__Goal__
Reproduce every item below word for word, leaving out the pictures.

BEGIN Entries supplied

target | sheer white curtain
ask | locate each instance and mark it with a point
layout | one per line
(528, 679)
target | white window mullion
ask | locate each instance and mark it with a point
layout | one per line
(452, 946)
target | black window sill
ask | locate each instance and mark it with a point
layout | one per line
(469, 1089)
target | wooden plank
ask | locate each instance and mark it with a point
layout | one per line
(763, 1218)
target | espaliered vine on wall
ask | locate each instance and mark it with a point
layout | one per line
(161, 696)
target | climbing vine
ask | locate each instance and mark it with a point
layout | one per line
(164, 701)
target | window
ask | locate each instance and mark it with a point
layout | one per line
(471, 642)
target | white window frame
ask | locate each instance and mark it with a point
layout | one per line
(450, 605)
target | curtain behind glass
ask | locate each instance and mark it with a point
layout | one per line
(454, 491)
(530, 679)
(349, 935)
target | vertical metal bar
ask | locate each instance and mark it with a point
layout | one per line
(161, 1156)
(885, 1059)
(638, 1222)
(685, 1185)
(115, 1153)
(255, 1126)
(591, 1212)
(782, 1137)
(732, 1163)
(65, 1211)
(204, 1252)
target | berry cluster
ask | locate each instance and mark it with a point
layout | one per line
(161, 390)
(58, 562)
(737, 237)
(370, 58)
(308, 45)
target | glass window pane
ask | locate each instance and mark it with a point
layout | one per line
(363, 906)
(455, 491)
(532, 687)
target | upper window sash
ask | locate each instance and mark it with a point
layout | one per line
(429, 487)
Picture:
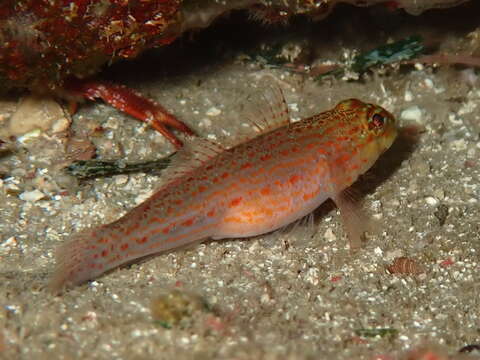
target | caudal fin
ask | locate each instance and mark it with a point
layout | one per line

END Entries supplied

__The solution__
target | sheer white curtain
ask | locate each instance and mark it with a point
layout | one per line
(528, 679)
target | white window mullion
ask | locate each instance and mark it with a point
layout | one per line
(452, 946)
target | black window sill
ask | locate each instance and mark it with a point
layout | one per line
(469, 1089)
target | wooden plank
ask | locate each instance and mark it with a point
layout | one per line
(763, 1218)
target | espaliered vine on wall
ask | locate each instance and mark it with a point
layout | one per line
(161, 696)
target | climbing vine
ask | locate each instance and mark it with a point
layout | one per line
(164, 701)
target | window
ask | locate each instance and mark it with a point
layout | one per line
(471, 642)
target | white window frame
ask | locate each instance and mark it with a point
layout | one per line
(450, 605)
target | curtain behind glass
ask | locate each instance and mark it with a point
layout | one per line
(454, 491)
(530, 679)
(349, 935)
target | vertical metal bar
ask | locate each instance and mark it with a point
layout | one per line
(161, 1156)
(885, 1059)
(638, 1222)
(685, 1185)
(115, 1153)
(255, 1126)
(591, 1212)
(782, 1137)
(732, 1163)
(65, 1211)
(204, 1252)
target | berry cluster
ask | locate each instance and mark it with a point
layout | one per line
(161, 390)
(58, 562)
(737, 237)
(370, 58)
(308, 45)
target | glass window pane
ask | locate each instance and mark it with a point
layout | one per line
(363, 906)
(455, 491)
(532, 687)
target | upper window sash
ask | locate each instance and mark it with a point
layout | one per line
(429, 487)
Picture:
target | caudal fin
ask | locate each instance and mark it with a point
layout | one per line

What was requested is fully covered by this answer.